ТЕКСТ ОТРЫВКА:
'''
И вдруг: «долго добирается до двери», «ноги у него не ходят».

И вот я еду по филевской линии метро к Аминьевскому шоссе, я не был еще в этом новом обиталище Николая Глазкова, и мне трудно совместить его фигуру с другим пространством, представить среди, может быть, тех же, но совершенно иначе расставленных вещей. Покачиваются в авоське дыньки-колхозницы, возле белого девятиэтажного дома потерянно бродит маленькая светло-коричневая собачка.

Вот и дверь: сейчас увижу Колю. Звоню. Открывает Ина: она, слава богу, успела вернуться.

— Не обижайся, — впервые перейдя на ты, быстрым шепотом говорит она, — если Коля скажет что-нибудь резкое, он сейчас такой злой.

Я иду по коридору совсем незнакомой квартиры, никак не связанной для меня с Глазковым, — и вдруг в конце коридора, в проеме двери дальней комнаты вижу Колю. Он стоит, чуть наклонившись вперед, как-то всем телом навалившись на костыли. Стараюсь быть невозмутимым, что-то говорю. Медленно вдвигаемся в комнату. Коля опускается в кресло. Скулы обтянуты и блестят, бороденка торчит, как у старого дьячка, дышит Коля трудно. Начинаем разговаривать. Я рассказываю что-то об одном нашем приятеле. Коля слушает с жадным интересом.

Потом хмуро говорит:

— Недавно приходил Наровчатов и жаловался на него…

Коля зябко ежится, трет ладони и каждую реплику начинает фразой:

— Теперь, когда я больной и калека…

— Коля, — говорю бодрым голосом, как будто у нас обычная встреча, — давай есть дыни.

Коля отвечает:

— Приветствую! — и внезапно делает рукой — почти как прежде — энергичный жест.

Мы едим дыни, пьем чай.
'''
Записи для определения местоположения:
'''
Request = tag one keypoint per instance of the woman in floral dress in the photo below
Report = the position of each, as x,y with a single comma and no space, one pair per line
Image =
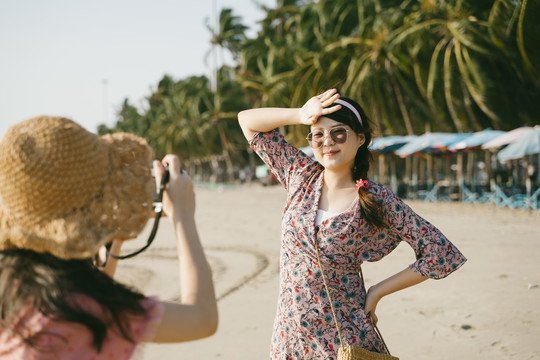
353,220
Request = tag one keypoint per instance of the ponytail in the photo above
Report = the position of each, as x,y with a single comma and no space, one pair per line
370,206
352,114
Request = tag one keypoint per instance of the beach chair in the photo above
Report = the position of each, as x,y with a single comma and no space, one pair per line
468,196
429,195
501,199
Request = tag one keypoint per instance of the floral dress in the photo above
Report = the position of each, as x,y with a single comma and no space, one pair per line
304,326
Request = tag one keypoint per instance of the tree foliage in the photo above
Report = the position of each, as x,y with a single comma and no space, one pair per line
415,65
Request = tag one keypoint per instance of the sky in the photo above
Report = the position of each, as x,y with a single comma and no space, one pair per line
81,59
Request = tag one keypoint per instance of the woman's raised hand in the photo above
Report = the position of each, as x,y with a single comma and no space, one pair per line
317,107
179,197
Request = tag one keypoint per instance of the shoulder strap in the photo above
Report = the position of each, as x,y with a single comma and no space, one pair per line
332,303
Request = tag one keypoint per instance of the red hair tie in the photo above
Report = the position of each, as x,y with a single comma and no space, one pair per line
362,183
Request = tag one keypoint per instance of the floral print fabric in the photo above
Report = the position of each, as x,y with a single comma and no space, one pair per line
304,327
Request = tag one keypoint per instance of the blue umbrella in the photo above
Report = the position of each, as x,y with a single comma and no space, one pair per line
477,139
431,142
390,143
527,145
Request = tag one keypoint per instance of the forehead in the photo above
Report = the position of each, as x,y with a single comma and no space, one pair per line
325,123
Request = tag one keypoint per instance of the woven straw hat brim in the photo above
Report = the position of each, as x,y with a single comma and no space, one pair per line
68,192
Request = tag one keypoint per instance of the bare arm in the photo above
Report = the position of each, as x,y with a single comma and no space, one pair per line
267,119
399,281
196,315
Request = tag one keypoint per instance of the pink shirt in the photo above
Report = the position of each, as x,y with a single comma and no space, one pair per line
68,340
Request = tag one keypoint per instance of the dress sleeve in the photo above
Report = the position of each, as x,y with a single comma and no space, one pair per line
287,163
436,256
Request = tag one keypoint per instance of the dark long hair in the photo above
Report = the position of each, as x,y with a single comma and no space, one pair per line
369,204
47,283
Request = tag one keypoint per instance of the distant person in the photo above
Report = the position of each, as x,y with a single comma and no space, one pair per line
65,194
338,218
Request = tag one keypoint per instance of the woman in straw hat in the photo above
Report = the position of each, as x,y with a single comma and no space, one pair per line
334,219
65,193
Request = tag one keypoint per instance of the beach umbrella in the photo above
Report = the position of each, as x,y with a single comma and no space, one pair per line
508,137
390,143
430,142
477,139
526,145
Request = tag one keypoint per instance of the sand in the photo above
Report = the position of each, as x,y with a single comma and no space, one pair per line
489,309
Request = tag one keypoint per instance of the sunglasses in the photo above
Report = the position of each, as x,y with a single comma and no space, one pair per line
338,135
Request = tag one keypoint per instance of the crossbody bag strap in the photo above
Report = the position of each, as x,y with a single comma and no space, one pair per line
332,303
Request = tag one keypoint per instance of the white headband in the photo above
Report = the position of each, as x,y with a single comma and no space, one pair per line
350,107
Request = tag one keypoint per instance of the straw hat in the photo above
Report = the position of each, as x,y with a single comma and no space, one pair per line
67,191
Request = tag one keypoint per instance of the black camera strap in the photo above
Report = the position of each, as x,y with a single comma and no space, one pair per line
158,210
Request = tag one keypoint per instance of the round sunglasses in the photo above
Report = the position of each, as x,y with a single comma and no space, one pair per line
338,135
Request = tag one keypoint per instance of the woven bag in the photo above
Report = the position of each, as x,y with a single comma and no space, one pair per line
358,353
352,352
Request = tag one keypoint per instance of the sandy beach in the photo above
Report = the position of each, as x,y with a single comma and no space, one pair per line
'''
ЗАДАНИЕ: Верните без изменений часть отрывка о посещении Николая Глазкова: от слов «И вот я еду» до слов «богу, успела вернуться.» включительно. Записи представляют собой самостоятельный материал, отдельный от отрывка.

РЕШЕНИЕ ЗАДАНИЯ:
И вот я еду по филевской линии метро к Аминьевскому шоссе, я не был еще в этом новом обиталище Николая Глазкова, и мне трудно совместить его фигуру с другим пространством, представить среди, может быть, тех же, но совершенно иначе расставленных вещей. Покачиваются в авоське дыньки-колхозницы, возле белого девятиэтажного дома потерянно бродит маленькая светло-коричневая собачка.

Вот и дверь: сейчас увижу Колю. Звоню. Открывает Ина: она, слава богу, успела вернуться.